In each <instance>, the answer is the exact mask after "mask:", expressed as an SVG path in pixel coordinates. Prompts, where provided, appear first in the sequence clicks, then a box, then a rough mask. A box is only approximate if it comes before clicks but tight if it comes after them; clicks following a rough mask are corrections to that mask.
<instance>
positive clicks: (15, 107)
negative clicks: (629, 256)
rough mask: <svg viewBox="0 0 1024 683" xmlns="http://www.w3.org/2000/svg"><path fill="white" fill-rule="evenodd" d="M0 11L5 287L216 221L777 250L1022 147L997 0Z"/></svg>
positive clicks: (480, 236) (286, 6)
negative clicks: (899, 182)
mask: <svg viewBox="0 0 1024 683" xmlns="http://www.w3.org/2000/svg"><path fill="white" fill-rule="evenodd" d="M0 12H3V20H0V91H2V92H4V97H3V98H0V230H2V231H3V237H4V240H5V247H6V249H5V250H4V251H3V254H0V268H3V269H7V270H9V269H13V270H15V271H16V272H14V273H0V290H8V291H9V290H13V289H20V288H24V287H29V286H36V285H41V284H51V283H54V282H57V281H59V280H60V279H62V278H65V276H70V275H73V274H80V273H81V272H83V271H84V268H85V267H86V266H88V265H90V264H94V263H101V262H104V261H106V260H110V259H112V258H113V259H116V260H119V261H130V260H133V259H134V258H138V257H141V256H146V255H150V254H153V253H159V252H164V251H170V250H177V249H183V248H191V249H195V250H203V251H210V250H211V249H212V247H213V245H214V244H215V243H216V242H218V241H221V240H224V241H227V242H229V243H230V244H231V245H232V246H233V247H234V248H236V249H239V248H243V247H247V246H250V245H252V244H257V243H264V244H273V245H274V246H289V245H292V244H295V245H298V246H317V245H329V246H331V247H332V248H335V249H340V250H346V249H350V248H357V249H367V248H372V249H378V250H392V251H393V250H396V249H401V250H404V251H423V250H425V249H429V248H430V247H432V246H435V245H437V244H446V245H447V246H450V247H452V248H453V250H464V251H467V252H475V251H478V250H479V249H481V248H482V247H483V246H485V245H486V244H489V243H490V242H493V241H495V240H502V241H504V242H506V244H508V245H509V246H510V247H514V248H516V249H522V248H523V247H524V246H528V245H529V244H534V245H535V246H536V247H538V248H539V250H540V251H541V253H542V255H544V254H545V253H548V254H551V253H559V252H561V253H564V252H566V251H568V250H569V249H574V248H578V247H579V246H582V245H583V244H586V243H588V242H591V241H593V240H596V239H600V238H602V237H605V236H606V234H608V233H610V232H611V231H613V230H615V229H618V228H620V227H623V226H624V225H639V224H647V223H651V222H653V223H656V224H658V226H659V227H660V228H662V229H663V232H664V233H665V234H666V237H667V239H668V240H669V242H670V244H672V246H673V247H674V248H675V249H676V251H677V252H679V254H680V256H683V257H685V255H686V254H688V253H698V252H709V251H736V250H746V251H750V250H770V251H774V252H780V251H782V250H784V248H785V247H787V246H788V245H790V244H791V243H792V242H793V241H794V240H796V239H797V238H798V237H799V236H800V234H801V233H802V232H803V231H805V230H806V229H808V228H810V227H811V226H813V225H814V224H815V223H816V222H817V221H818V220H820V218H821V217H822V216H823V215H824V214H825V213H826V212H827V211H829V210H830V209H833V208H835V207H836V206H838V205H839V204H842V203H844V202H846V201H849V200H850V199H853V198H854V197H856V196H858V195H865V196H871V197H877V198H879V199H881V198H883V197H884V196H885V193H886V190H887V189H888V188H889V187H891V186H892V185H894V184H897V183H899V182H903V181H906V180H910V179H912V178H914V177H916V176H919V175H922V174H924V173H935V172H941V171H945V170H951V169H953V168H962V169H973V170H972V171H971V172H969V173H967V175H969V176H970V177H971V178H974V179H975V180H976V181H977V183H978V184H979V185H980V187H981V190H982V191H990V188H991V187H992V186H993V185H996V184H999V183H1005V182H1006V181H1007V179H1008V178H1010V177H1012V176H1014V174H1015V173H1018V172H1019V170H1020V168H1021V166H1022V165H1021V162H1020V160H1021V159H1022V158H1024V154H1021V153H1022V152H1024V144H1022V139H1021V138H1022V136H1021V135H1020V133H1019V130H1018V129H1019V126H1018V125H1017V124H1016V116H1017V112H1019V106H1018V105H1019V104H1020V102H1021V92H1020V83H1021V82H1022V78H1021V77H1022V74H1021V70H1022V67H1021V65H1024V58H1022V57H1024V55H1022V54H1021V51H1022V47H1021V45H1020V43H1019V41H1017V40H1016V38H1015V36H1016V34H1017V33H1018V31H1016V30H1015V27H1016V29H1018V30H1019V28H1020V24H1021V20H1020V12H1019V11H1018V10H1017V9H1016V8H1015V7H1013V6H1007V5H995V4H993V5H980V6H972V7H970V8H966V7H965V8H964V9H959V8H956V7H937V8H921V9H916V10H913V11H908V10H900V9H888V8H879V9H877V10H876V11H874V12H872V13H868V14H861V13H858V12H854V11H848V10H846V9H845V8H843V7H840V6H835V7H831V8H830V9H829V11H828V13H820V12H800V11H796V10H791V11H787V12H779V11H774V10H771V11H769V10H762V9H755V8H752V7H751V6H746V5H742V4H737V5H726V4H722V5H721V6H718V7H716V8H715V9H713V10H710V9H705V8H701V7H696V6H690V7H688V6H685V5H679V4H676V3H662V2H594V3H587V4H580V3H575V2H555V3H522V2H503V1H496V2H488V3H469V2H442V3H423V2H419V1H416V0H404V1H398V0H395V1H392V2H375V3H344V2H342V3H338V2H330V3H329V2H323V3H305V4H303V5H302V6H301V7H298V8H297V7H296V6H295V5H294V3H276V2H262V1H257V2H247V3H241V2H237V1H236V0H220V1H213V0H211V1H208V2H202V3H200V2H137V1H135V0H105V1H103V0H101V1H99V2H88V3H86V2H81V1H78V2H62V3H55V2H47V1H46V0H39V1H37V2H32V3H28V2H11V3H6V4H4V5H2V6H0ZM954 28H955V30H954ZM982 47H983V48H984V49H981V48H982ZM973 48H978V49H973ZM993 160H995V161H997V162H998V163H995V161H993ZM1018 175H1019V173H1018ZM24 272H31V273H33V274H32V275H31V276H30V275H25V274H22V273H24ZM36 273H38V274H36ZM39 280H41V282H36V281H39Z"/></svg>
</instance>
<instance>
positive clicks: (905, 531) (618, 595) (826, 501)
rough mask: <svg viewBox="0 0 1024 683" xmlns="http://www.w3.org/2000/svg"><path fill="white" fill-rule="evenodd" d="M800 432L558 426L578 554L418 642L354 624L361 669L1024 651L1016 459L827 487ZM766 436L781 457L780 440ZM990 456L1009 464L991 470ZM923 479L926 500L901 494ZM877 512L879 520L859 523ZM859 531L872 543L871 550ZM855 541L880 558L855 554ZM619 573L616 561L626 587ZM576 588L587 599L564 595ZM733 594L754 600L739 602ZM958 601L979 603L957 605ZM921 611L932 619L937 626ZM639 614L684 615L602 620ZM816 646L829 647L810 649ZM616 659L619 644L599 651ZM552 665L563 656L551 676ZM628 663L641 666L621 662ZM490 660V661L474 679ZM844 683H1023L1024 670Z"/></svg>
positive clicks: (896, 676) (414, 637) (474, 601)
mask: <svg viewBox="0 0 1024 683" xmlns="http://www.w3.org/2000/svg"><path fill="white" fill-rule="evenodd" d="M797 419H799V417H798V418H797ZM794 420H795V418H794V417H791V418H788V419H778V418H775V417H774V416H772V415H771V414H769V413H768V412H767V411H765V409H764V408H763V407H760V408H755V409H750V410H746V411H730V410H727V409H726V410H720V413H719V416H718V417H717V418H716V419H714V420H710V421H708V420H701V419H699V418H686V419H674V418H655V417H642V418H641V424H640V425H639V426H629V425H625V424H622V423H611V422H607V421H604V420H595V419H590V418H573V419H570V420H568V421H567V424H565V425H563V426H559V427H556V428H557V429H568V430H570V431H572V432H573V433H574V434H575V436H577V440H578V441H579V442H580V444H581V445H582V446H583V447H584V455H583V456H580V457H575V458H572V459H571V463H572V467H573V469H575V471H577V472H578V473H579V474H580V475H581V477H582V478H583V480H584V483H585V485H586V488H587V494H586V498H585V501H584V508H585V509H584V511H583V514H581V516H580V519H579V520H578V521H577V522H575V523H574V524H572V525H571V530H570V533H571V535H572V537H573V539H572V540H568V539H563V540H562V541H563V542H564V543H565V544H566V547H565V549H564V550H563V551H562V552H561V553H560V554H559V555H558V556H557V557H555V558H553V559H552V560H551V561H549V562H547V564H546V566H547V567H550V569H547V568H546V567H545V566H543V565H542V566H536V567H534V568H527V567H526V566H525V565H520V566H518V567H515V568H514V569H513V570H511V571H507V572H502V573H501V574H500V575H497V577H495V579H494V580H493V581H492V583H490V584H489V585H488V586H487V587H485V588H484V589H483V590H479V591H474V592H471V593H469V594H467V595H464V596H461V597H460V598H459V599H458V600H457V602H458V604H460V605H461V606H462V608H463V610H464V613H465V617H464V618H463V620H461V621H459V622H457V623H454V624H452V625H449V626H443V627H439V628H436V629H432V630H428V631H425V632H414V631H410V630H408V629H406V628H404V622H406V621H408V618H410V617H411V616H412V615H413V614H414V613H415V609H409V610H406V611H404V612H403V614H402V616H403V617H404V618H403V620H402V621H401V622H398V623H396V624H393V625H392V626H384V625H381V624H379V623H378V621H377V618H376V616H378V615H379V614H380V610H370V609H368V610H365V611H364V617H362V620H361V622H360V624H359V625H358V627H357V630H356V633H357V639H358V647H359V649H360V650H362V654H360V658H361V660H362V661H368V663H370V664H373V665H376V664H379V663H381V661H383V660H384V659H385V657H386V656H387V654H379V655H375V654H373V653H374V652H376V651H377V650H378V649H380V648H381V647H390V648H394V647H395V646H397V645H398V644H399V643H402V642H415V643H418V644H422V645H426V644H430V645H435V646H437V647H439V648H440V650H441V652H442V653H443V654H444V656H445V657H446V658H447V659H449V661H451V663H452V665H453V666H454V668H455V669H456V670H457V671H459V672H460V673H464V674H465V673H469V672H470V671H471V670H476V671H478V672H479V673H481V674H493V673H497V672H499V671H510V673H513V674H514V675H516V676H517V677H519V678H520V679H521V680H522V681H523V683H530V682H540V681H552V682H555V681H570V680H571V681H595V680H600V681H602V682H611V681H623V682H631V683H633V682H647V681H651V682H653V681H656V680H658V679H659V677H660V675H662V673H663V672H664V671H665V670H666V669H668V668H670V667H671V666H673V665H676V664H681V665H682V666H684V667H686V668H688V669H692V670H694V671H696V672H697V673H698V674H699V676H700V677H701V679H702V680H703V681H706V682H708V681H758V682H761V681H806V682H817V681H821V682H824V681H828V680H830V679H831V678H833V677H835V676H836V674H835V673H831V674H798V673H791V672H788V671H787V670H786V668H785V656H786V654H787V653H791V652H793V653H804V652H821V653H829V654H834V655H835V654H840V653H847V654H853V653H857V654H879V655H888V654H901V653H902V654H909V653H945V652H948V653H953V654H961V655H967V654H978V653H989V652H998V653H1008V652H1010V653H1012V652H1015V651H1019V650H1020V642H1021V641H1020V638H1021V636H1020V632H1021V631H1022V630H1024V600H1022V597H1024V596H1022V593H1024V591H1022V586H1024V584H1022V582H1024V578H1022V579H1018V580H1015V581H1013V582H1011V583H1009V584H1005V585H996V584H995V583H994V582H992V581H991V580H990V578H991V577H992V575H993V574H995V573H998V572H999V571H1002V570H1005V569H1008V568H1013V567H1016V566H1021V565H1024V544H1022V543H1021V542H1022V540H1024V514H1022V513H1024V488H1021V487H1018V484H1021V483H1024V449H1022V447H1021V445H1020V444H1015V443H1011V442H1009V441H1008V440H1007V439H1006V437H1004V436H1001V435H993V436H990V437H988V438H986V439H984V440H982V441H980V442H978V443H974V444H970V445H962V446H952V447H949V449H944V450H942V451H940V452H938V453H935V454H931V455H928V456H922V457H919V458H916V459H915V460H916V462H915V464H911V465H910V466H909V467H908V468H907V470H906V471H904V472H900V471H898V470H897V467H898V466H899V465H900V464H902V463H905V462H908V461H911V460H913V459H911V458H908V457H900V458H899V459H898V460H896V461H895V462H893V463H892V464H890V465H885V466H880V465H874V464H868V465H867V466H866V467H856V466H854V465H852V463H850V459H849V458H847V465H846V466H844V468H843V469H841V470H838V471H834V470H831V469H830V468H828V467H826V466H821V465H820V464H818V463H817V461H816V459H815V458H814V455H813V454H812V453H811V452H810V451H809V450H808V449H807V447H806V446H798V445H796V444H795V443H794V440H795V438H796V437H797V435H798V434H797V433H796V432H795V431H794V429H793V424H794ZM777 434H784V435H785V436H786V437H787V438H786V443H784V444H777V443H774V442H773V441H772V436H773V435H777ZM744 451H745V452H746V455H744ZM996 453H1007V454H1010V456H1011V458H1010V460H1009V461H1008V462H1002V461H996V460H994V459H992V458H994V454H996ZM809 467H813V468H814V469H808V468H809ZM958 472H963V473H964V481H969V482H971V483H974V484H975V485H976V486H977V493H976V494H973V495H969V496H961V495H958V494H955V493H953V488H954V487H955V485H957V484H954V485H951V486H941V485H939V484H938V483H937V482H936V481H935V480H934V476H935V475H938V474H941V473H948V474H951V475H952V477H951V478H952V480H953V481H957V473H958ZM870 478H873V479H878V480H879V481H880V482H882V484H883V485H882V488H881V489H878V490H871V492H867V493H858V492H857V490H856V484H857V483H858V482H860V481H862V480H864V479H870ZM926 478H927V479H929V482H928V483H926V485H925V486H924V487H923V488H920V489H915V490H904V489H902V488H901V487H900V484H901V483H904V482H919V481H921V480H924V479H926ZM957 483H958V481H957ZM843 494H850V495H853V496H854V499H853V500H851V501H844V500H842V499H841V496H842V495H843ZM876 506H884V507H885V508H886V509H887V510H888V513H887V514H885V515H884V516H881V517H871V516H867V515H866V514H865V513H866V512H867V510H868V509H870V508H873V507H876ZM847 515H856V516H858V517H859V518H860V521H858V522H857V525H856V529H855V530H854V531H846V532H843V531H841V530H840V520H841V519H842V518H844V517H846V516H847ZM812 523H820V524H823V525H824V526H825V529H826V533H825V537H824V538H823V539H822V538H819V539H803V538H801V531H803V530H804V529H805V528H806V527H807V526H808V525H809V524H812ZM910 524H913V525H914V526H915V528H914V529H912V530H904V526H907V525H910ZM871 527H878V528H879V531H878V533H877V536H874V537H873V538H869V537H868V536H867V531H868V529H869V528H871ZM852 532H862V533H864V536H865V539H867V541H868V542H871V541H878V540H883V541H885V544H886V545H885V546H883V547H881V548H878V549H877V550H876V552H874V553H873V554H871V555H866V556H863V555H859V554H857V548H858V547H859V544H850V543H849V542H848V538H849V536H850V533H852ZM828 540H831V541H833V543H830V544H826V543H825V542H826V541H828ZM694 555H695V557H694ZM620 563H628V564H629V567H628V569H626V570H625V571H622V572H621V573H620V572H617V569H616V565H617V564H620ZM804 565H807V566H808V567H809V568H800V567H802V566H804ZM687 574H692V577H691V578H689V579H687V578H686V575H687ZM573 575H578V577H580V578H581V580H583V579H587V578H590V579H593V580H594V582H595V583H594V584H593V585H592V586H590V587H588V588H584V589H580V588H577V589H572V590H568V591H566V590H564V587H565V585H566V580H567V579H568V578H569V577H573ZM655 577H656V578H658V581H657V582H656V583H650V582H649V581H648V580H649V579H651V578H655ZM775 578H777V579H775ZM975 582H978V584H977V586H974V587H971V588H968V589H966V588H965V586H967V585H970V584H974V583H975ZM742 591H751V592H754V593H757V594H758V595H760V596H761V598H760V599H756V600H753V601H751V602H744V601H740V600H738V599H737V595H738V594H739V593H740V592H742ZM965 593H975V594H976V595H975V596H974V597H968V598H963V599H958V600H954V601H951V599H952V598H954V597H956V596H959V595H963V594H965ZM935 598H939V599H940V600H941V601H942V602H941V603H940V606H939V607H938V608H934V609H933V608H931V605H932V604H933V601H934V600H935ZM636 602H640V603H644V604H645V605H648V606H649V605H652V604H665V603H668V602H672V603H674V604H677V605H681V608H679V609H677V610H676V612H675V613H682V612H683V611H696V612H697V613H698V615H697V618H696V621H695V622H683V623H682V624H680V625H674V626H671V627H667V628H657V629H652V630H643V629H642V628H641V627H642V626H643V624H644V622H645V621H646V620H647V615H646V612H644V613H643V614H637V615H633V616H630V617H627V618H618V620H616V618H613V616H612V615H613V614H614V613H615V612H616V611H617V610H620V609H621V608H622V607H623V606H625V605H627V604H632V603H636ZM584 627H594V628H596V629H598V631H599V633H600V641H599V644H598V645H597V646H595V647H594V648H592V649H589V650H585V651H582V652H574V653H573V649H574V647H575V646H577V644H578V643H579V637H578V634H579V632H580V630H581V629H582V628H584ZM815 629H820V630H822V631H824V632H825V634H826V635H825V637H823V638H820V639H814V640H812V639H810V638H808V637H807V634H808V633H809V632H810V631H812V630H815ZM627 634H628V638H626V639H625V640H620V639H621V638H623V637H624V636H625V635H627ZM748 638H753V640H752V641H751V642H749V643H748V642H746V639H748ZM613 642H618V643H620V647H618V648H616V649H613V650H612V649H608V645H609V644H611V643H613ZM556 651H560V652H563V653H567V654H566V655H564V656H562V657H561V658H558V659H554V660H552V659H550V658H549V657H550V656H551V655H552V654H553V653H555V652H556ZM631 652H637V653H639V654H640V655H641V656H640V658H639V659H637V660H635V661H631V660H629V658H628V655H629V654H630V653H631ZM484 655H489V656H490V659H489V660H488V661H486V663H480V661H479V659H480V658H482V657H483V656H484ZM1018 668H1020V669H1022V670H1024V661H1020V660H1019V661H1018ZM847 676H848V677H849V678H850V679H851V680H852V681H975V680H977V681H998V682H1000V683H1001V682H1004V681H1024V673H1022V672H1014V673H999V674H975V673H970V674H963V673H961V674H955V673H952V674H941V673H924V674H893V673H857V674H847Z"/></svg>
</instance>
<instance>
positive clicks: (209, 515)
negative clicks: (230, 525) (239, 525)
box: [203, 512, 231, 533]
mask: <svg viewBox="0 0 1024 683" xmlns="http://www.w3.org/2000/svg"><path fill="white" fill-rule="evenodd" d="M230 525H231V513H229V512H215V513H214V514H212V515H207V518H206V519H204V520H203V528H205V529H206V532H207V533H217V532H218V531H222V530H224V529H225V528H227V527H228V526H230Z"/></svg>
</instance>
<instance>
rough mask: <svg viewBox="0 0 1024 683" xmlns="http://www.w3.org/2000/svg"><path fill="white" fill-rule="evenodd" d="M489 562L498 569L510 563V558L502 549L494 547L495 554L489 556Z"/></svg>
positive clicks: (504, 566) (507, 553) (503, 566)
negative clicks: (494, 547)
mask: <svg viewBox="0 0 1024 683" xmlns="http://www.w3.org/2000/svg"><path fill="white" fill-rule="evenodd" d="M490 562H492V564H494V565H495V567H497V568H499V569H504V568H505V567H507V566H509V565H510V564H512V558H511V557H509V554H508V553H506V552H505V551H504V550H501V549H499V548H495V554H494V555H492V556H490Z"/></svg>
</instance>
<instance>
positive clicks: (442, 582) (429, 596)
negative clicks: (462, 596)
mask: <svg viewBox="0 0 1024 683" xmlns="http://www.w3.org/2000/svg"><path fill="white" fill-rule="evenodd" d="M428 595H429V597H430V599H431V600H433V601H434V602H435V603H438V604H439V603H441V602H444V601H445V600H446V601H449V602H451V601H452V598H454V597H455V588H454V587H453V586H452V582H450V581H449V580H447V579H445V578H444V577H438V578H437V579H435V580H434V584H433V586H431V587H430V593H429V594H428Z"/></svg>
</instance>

[WHAT NEEDS TO BE DONE]:
Write out everything from the start of the entries down to the line reading "negative clicks: (629, 256)", switching "clicks" to "points" and leaving all else unchanged.

[PROBLEM SOLUTION]:
In each <instance>, the answer is the exact mask after "mask:", expressed as an SVG path in pixel coordinates. Prompts, where provided, appear first in the sequence points, then a box, then a rough mask. A box is only approximate if it comes before points but tight if it comes after them; points following a rough mask are corrections to that mask.
<instance>
positive points: (15, 107)
negative points: (629, 256)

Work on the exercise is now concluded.